25 de Abril, Sempre…
Começo este meu intrometimento, fazendo uma breve resenha de um tempo anterior ao 25 de Abril de 1974, o antes da Revolução, nada melhor que recordar o inicio de um dos belos poemas do célebre saudoso José Carlos Ary dos Santos - “As Portas que Abril Abriu”- que caracteriza um Portugal, como
Um país onde entre o mar e a guerra vivia o mais infeliz dos povos à beira-terra
Onde entre vinhas sobredos vales socalcos searas serras atalhos veredas lezírias e praias claras um povo se debruçava como um vime de tristeza sobre um rio onde mirava a sua própria pobreza
Era uma vez um país onde o pão era contado onde quem tinha a raíz tinha o fruto arrecadado onde quem tinha o dinheiro tinha o operário algemado onde suava o ceifeiro que dormia com o gado onde tossia o mineiro em Aljustrel ajustado onde morria primeiro quem nascia desgraçado
Era uma vez um país de tal maneira explorado pelos consórcios fabris pelo mando acumulado pelas ideias nazis pelo dinheiro estragado pelo dobrar da cerviz pelo trabalho amarrado que até hoje já se diz que nos tempos dos passado se chamava esse país Portugal suicidado
Ali nas vinhas sobredos vales socalcos searas serras atalhos veredas lezírias e praias claras vivia um povo tão pobre que partia para a guerra para encher quem estava podre de comer a sua terra
Um povo que era levado para Angola nos porões um povo que era tratado como a arma dos patrões um povo que era obrigado a matar por suas mãos sem saber que um bom soldado nunca fere os seus irmãos
E poderia continuar com este poema para representar o país cinzento, empobrecido, atrasado, oprimido, coagido à tirania do fascismo e o censuricidio como prática constante.
Assim, o 25 de Abril amanheceu com tonalidades de coragem e determinação, no movimento conduzido pelos oficiais intermédios da hierarquia militar (o MFA), na sua maioria capitães com experiência na Guerra Colonial, iniciou-se a Revolução dos Cravos, nome pelo qual se popularizou o golpe de estado militar que derrubou, num só dia, sem grande resistência das forças leais ao governo de Marcelo Caetano, que cederam perante a revolta das forças armadas, pondo fim ao regime político que vigorava em Portugal desde 1926.
Ao longo desta operação foram dados sinais de revolta, a desopressão era inevitável a revolução estava na rua, homens, mulheres, novos e velhos acreditavam num país novo.
Nesta manhã de Abril, floriu a esperança de uma nação livre, livre de opressões, livre de guerra, livre de espírito, livre no sentir, livre de dogmas, livre nos direitos humanos e livre para construir uma democracia.

#####

### Tarefa proposta 1
Explique por que razão o texto sobre o 25 de Abril recorre ao início do poema "As Portas que Abril Abriu".
### Tarefa proposta 2
Segundo o texto sobre o 25 de Abril, desde que ano vigorava em Portugal o regime político derrubado pela Revolução dos Cravos?

### Material fornecido

#####

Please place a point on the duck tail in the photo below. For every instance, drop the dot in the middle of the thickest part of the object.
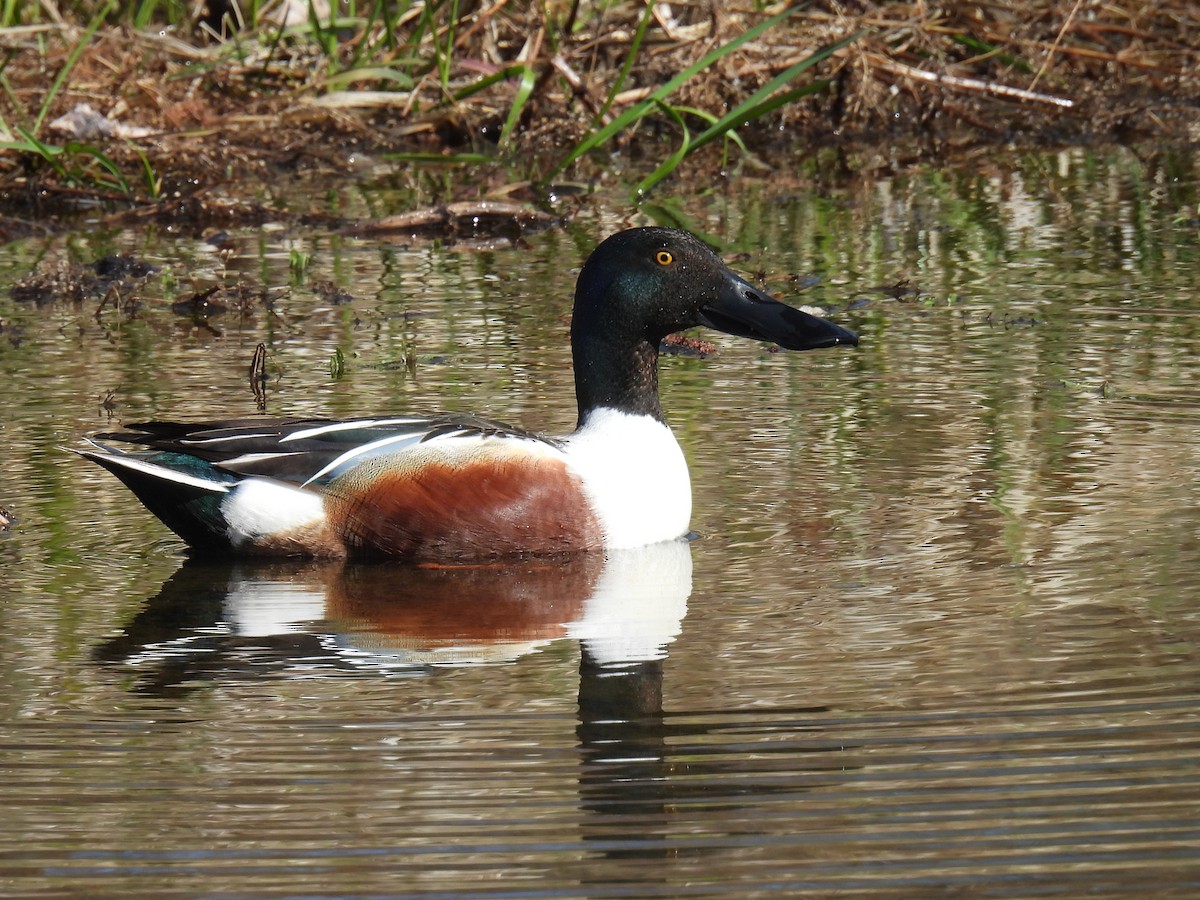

#####

### Resposta final 1
O texto recorre ao poema para fazer uma breve resenha do tempo anterior ao 25 de Abril de 1974, porque o poema caracteriza o Portugal de antes da Revolução como um país onde, entre o mar e a guerra, vivia o mais infeliz dos povos. Serve assim para representar o país cinzento, empobrecido, atrasado e oprimido dessa época.

### Resposta final 2
Desde 1926.